> _THE TASK_: Go line by line through the records below. Copy whichever lines contain the string "trimmed".
---- MATERIAL FOR THIS EXERCISE
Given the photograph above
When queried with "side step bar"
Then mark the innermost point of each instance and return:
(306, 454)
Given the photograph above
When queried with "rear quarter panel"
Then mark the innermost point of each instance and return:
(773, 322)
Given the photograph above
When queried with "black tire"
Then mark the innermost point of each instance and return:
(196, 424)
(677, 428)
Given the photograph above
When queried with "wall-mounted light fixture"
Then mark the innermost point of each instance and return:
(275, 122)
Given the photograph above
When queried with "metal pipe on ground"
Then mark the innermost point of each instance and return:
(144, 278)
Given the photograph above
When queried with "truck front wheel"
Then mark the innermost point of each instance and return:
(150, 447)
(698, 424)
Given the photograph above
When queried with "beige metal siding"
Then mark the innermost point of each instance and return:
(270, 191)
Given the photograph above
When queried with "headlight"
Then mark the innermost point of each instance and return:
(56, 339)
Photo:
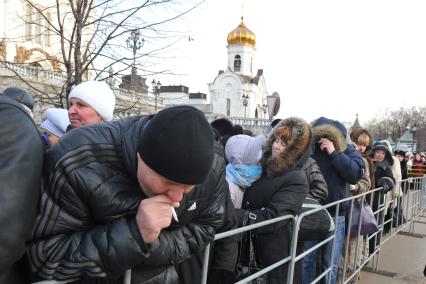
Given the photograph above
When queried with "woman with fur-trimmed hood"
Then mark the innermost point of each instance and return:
(382, 170)
(280, 191)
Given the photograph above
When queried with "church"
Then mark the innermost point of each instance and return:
(240, 90)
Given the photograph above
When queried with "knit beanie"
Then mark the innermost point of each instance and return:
(20, 95)
(56, 121)
(177, 143)
(98, 95)
(324, 120)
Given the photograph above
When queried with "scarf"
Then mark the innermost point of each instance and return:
(243, 175)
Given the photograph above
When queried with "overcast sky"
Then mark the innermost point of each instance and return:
(324, 58)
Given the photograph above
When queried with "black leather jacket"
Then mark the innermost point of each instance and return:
(317, 186)
(87, 226)
(21, 152)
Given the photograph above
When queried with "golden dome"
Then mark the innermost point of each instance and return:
(242, 35)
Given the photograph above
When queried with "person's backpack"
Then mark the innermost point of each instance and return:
(317, 225)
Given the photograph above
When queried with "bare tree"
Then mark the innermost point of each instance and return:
(395, 123)
(91, 35)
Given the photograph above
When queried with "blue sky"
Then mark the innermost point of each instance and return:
(324, 58)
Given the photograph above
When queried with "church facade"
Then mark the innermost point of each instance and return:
(240, 90)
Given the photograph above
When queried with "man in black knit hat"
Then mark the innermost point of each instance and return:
(110, 192)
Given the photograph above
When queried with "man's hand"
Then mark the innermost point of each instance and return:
(326, 145)
(154, 214)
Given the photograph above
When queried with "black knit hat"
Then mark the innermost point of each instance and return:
(177, 143)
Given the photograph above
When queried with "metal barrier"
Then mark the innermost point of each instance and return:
(413, 204)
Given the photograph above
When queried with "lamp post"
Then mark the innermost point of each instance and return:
(413, 133)
(245, 98)
(156, 86)
(135, 41)
(264, 109)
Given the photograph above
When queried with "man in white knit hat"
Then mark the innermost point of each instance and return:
(55, 124)
(90, 102)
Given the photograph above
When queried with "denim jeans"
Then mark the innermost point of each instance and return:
(310, 261)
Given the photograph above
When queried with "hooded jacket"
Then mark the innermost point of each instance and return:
(343, 167)
(280, 191)
(21, 152)
(382, 174)
(86, 228)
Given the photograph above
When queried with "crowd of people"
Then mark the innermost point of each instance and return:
(148, 193)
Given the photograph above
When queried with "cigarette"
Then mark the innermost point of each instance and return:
(174, 215)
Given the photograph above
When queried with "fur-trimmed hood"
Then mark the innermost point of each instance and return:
(384, 147)
(358, 132)
(332, 130)
(297, 151)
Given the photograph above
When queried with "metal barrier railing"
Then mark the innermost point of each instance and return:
(412, 203)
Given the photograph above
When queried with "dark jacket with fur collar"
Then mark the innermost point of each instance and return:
(343, 167)
(280, 191)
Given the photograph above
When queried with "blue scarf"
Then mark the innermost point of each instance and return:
(243, 175)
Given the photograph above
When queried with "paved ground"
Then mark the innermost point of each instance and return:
(404, 255)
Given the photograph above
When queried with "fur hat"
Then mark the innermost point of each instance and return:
(244, 150)
(333, 130)
(299, 145)
(56, 121)
(98, 95)
(177, 143)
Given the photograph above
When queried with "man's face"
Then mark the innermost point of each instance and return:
(379, 155)
(80, 113)
(152, 183)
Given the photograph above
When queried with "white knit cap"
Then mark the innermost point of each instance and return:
(56, 121)
(98, 95)
(244, 150)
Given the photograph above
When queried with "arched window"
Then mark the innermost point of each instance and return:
(237, 63)
(47, 33)
(38, 28)
(228, 107)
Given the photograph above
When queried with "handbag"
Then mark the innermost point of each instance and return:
(363, 220)
(315, 226)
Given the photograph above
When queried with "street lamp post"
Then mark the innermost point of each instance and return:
(156, 86)
(135, 41)
(245, 98)
(413, 133)
(264, 109)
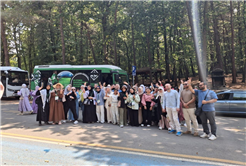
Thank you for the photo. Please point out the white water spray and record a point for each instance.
(197, 38)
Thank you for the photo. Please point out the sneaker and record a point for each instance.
(172, 131)
(204, 135)
(179, 133)
(187, 132)
(195, 134)
(212, 137)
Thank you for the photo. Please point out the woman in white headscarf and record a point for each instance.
(24, 105)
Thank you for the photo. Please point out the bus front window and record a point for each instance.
(17, 78)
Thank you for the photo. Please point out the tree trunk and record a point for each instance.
(149, 53)
(192, 32)
(234, 79)
(4, 40)
(115, 33)
(204, 36)
(168, 75)
(81, 42)
(175, 75)
(16, 47)
(62, 39)
(133, 47)
(192, 68)
(216, 37)
(244, 21)
(90, 42)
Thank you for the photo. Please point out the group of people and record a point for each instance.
(135, 106)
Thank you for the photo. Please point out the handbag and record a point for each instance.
(199, 109)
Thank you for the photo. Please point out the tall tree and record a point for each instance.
(232, 45)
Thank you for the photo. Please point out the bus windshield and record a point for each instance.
(17, 78)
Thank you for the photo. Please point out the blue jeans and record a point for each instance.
(70, 114)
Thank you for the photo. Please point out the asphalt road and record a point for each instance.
(33, 152)
(230, 147)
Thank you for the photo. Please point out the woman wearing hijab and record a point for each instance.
(70, 114)
(70, 96)
(161, 116)
(140, 111)
(133, 100)
(89, 115)
(35, 96)
(122, 106)
(108, 104)
(56, 105)
(148, 105)
(43, 105)
(24, 105)
(100, 93)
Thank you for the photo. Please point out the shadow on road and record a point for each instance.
(231, 135)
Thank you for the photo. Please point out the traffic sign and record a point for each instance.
(134, 71)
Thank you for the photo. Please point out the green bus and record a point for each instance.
(77, 75)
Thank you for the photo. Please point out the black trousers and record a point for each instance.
(72, 106)
(133, 117)
(147, 114)
(205, 116)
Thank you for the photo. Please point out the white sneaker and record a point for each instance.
(212, 137)
(204, 135)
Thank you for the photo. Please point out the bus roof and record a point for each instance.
(112, 67)
(4, 68)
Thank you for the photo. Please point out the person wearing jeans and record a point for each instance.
(206, 100)
(171, 105)
(188, 103)
(100, 103)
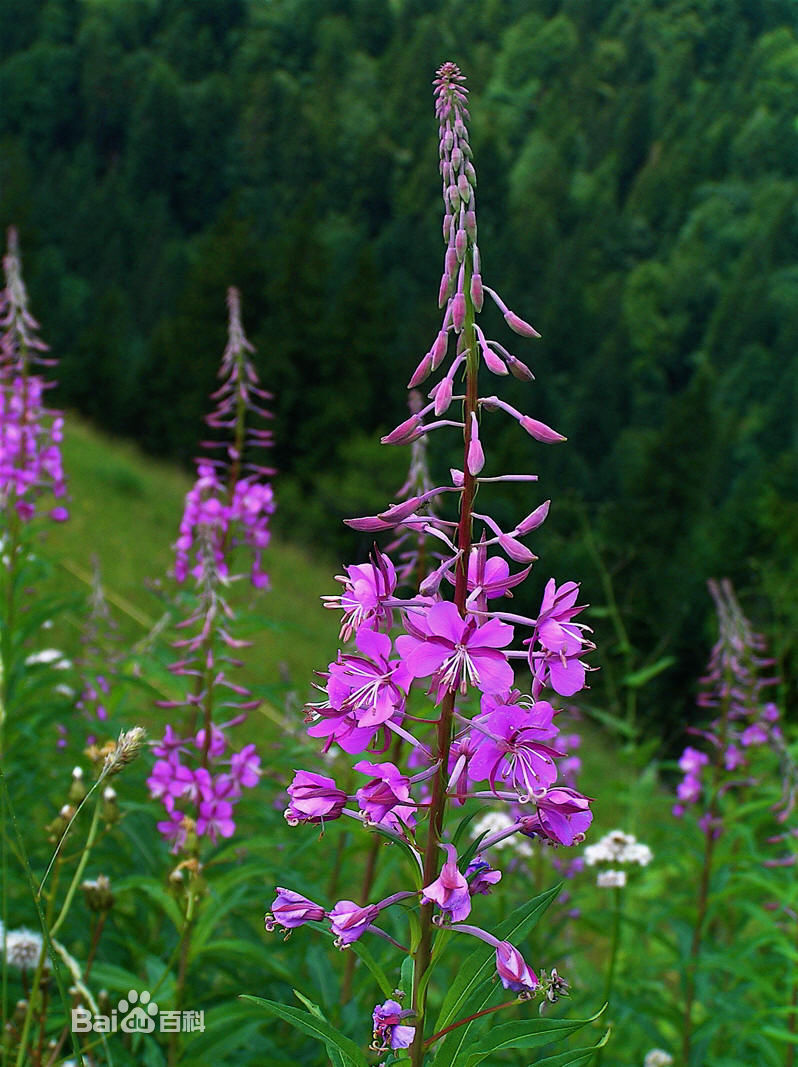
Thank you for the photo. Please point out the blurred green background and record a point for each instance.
(638, 165)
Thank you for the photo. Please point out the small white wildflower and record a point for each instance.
(611, 879)
(22, 949)
(657, 1057)
(493, 822)
(618, 847)
(637, 853)
(53, 656)
(597, 854)
(127, 748)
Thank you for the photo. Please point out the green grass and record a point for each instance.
(125, 510)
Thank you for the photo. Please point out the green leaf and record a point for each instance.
(523, 1034)
(574, 1057)
(479, 966)
(317, 1028)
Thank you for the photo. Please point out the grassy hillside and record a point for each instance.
(126, 509)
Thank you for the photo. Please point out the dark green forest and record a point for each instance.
(640, 166)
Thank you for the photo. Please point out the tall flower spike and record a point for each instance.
(30, 432)
(229, 498)
(461, 649)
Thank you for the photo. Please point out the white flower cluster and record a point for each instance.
(610, 879)
(22, 949)
(618, 847)
(49, 657)
(493, 822)
(657, 1057)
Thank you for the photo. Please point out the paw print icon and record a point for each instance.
(138, 1013)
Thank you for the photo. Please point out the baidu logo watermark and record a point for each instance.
(137, 1014)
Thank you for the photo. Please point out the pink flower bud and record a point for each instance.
(443, 396)
(399, 511)
(533, 520)
(540, 431)
(369, 524)
(515, 550)
(446, 287)
(519, 325)
(421, 371)
(451, 261)
(519, 369)
(404, 432)
(439, 349)
(476, 459)
(458, 312)
(494, 364)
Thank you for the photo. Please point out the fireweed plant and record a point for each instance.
(197, 776)
(481, 736)
(743, 748)
(30, 467)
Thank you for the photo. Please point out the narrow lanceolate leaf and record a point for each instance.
(523, 1034)
(639, 678)
(315, 1026)
(465, 994)
(574, 1057)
--------
> _OUTPUT OF THE EXERCISE_:
When queried with "woman with fur-trimmed hood"
When queried with "fur-trimmed hood"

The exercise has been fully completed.